- _PROVIDED RECORDS_

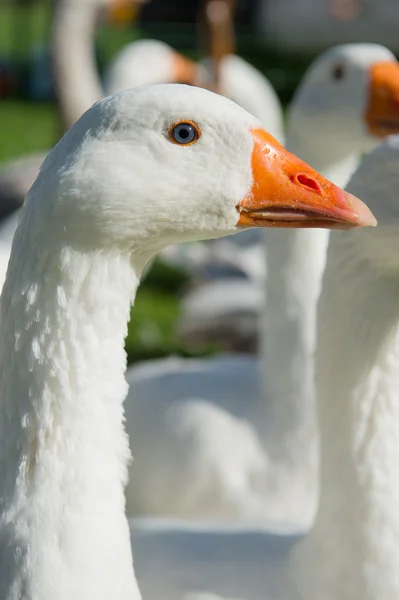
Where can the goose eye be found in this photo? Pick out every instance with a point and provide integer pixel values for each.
(184, 133)
(338, 72)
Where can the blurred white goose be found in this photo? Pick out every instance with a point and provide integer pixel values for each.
(236, 437)
(139, 170)
(332, 98)
(352, 550)
(233, 77)
(145, 62)
(78, 87)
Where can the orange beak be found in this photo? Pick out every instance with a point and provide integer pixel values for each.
(382, 112)
(184, 69)
(286, 192)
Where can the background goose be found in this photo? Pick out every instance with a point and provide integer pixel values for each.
(147, 61)
(262, 414)
(91, 222)
(230, 75)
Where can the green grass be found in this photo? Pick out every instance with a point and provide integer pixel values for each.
(26, 128)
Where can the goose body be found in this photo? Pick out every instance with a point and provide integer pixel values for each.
(351, 551)
(275, 478)
(91, 222)
(145, 62)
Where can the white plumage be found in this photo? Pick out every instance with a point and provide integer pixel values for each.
(113, 192)
(275, 477)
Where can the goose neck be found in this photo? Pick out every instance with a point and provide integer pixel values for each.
(76, 75)
(64, 452)
(355, 540)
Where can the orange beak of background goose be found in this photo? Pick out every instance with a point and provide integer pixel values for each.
(382, 112)
(286, 192)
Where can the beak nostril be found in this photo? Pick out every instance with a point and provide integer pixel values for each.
(308, 182)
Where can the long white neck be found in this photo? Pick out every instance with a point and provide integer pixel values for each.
(63, 448)
(74, 64)
(354, 545)
(295, 263)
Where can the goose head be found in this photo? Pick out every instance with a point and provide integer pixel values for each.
(349, 96)
(172, 163)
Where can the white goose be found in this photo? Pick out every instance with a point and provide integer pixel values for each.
(139, 170)
(352, 550)
(233, 77)
(78, 81)
(264, 465)
(79, 86)
(146, 62)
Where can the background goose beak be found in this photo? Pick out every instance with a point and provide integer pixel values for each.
(184, 69)
(286, 192)
(382, 113)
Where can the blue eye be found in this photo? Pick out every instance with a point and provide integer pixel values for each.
(184, 133)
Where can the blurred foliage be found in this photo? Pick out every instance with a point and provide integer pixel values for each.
(26, 127)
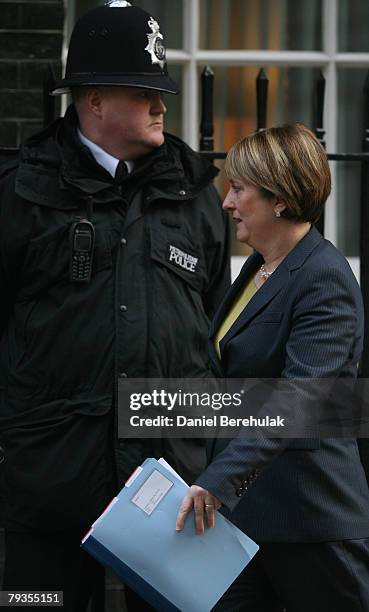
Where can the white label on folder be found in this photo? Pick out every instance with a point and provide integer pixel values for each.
(152, 492)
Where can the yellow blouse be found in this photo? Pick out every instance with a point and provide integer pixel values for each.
(237, 307)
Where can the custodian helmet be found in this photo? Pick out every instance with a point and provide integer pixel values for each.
(116, 44)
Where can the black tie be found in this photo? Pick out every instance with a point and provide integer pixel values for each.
(121, 172)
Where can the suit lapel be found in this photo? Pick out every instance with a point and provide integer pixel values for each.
(266, 293)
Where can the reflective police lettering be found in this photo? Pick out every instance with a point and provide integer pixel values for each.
(182, 259)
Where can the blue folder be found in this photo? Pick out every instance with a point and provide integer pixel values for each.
(136, 538)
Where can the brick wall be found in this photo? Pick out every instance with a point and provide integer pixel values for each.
(31, 35)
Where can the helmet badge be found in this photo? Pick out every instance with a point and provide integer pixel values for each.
(117, 3)
(155, 45)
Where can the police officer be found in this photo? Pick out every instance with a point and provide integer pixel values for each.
(113, 258)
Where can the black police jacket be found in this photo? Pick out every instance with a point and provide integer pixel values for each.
(159, 268)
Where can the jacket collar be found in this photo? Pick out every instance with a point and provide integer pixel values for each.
(57, 170)
(293, 261)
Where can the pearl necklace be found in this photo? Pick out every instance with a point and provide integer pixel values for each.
(264, 272)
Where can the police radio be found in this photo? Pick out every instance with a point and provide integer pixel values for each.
(82, 240)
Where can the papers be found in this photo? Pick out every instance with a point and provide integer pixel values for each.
(136, 538)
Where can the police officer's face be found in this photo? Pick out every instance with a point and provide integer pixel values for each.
(132, 121)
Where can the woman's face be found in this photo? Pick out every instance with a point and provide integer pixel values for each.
(252, 212)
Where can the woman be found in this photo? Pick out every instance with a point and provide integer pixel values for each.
(295, 311)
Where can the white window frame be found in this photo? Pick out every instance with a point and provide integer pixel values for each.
(191, 57)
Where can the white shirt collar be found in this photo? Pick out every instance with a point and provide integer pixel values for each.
(103, 158)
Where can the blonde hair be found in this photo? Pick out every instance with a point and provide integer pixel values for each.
(288, 162)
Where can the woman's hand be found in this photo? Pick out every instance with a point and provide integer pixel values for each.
(203, 503)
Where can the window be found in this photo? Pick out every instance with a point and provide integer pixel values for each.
(292, 40)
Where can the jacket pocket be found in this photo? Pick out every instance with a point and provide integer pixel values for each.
(304, 444)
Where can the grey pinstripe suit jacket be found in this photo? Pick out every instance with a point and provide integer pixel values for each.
(305, 321)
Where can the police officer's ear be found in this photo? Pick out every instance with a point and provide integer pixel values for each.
(94, 100)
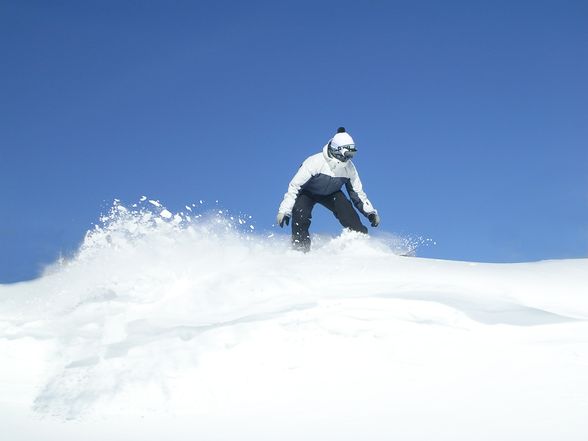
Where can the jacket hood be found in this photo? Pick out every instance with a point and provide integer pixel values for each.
(334, 163)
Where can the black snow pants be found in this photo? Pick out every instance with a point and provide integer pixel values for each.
(302, 214)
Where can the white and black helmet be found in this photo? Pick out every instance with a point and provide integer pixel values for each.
(342, 146)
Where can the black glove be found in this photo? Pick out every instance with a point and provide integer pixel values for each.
(283, 219)
(374, 219)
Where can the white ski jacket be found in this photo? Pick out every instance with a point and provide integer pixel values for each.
(322, 175)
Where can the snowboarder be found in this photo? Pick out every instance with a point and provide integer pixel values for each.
(320, 179)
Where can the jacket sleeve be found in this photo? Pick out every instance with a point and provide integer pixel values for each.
(357, 195)
(301, 177)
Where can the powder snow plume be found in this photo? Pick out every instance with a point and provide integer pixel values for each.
(201, 315)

- _OBJECTIVE_
Lay out all of the rows above as a two-column CSV headed text and answer, one line per row, with each row's text and its answer in a single quoted field and line breaks replaced by spaces. Leave the pictures out.

- _RESULT_
text,answer
"Where can the goose eye be found in this photo? Pick out every instance with a point and provide integer pixel values for each.","(184, 133) (338, 72)"
"Where can the blurred white goose be found in this photo? Pick out every instance with a point and provide integer pixel values for each.","(236, 437) (139, 170) (332, 98) (352, 550) (233, 77) (145, 62) (78, 87)"
"Where can the orange beak be found in this photo? Pick out every instance with a point and provide integer pixel values for each.","(382, 112) (184, 69) (286, 192)"
"Where can the background goose be found in this photo? Pick out every instance with a point and provide integer pixel values for each.","(147, 61) (262, 414) (91, 222) (230, 75)"
"Where can the green grass be found in this photo? Pick out every instance with a point and provide integer pixel values for each.","(26, 128)"
"Where can the goose body be found in this photo? Pick out every instance with a point and provide integer pixel values for each.","(351, 551) (275, 478) (91, 222) (145, 62)"
"Where can the white plumage be found in this photo? Pick out every instance with a point and provide integer pixel values for each.","(113, 192) (275, 477)"
"Where can the goose neck be found in this photo? Pick out every instance with a point and provide integer pixel values for each.","(76, 75) (64, 452) (355, 540)"
"Where can the orange beak of background goose be found in this photo? Pick out every instance with a point and provide integer pixel values for each.","(382, 112) (286, 192)"
"Where can the beak nostril be found in this photo? Pick out every instance with a point and provide integer pixel values for each.","(308, 182)"
"Where can the long white neck be found in this photo? Pick out every instance with a point and provide integer pixel values for each.","(63, 448) (74, 64) (354, 545) (295, 263)"
"Where can the goose head be found in this photo? Pick out every instance with a point and provide integer pixel values for each.","(349, 96) (172, 163)"
"Where can the white goose be found in this photo? Pick out every instance with a point and provide integer pixel values for each.","(139, 170) (352, 550) (233, 77) (78, 81) (264, 465) (79, 86) (146, 62)"
"Where can the background goose beak be found in this photo? Pick out every instance with a point and provide integer pixel values for each.","(184, 69) (286, 192) (382, 113)"
"Where can the blue eye be found in this photo? Pick out every instance with a point and provide integer pixel values for each.","(184, 133)"
"Where can the blurred foliage be found in this photo? Pick out every instance with a point and provide integer pixel values for each.","(26, 127)"
"Where can the white label on folder be found in this photo? Pick out every instance with a point and provide integer pixel values for each.","(152, 492)"
"Where can the yellow blouse be found in this photo? Pick out every instance with a point and provide integer pixel values for each.","(237, 307)"
"Where can the custodian helmet be found in this photo? Pick out every instance with a point and provide integer pixel values for each.","(116, 44)"
"Where can the black tie be found in this photo? Pick out every instance with a point and provide integer pixel values for each.","(121, 172)"
"Where can the suit lapel be found in this photo? Pick out every instance with a point and provide integer pixel values for each.","(266, 293)"
"Where can the reflective police lettering be found in this photo? Pick out every instance with a point and provide integer pixel values for each.","(182, 259)"
"Where can the blue folder be found in this photo? Pick out every instance with a point and provide integer pixel values for each.","(136, 538)"
"Where can the brick wall be found in this photo? Pick out every instance with a point and provide integer pixel values for each.","(31, 35)"
"Where can the helmet badge be found in this photo? Pick out every instance with a point and provide integer pixel values for each.","(117, 3) (155, 45)"
"Where can the police officer be found in this photo? Pick out every instance with a point and provide integer pixel values for each.","(113, 258)"
"Where can the black police jacket be found in this photo? Pick out every instance with a point and provide integer pixel values for each.","(159, 268)"
"Where can the jacket collar be found in this photo? Pick out every instance with a point and provide integer pixel values for each.","(57, 170) (293, 261)"
"Where can the pearl necklace be found in this photo? Pick out every instance with a point and provide integer pixel values for each.","(264, 272)"
"Where can the police radio be found in this photo? Pick out every instance with a point and provide integer pixel values for each.","(82, 240)"
"Where can the papers be found in this photo? Pick out every instance with a point and provide integer pixel values for each.","(136, 538)"
"Where can the police officer's face be found in this photo? Pick out every instance with a point and provide integer pixel values for each.","(132, 121)"
"Where can the woman's face be found in this photo? Pick out every instance with a point and provide integer pixel values for each.","(252, 212)"
"Where can the woman be found in this photo? Pick out every instance with a point and provide integer pixel values for each.","(295, 311)"
"Where can the white window frame be found in this photo? Pick out every instance with a point and provide integer pixel values for each.","(191, 57)"
"Where can the white shirt collar be found in this photo? Pick out every instance with a point and provide integer pixel values for each.","(103, 158)"
"Where can the blonde hair be found in this photo? Pick out every instance with a point and provide integer pixel values for each.","(288, 162)"
"Where can the woman's hand be found in this photo? Pick out every instance with a point and provide integer pixel values for each.","(203, 503)"
"Where can the window be found in this photo? Pick out every instance with a point and provide integer pixel values for each.","(292, 40)"
"Where can the jacket pocket be found in this photo? Pick out every instance with a point and provide integer pixel values for each.","(304, 444)"
"Where can the grey pinstripe suit jacket be found in this photo? Pick out every instance with a point and provide integer pixel values for each.","(305, 321)"
"Where can the police officer's ear be found in this photo? Pick out every instance with a point and provide integer pixel values for each.","(94, 100)"
"Where can the jacket hood be found in this photo? Pick out every instance with a point and provide integer pixel values for each.","(334, 163)"
"Where can the black snow pants be found in this photo? Pick out every instance with a point and provide integer pixel values for each.","(302, 214)"
"Where can the white and black helmet be found in this photo? Pick out every instance with a point and provide integer pixel values for each.","(342, 146)"
"Where can the black glove be found in this photo? Pick out every instance with a point and provide integer pixel values for each.","(283, 219) (374, 219)"
"Where can the white ski jacket be found in this photo? Pick out every instance with a point and provide integer pixel values for each.","(322, 175)"
"Where can the snowboarder be found in this photo? Pick out every instance with a point and provide integer pixel values for each.","(320, 179)"
"Where can the jacket sleeve be found in this photo? Pick out every instance with a point and provide integer pixel values for each.","(357, 195) (301, 177)"
"Where can the powder snow plume be found in this photo? Pick out every instance with a point and provide integer pixel values for each.","(201, 315)"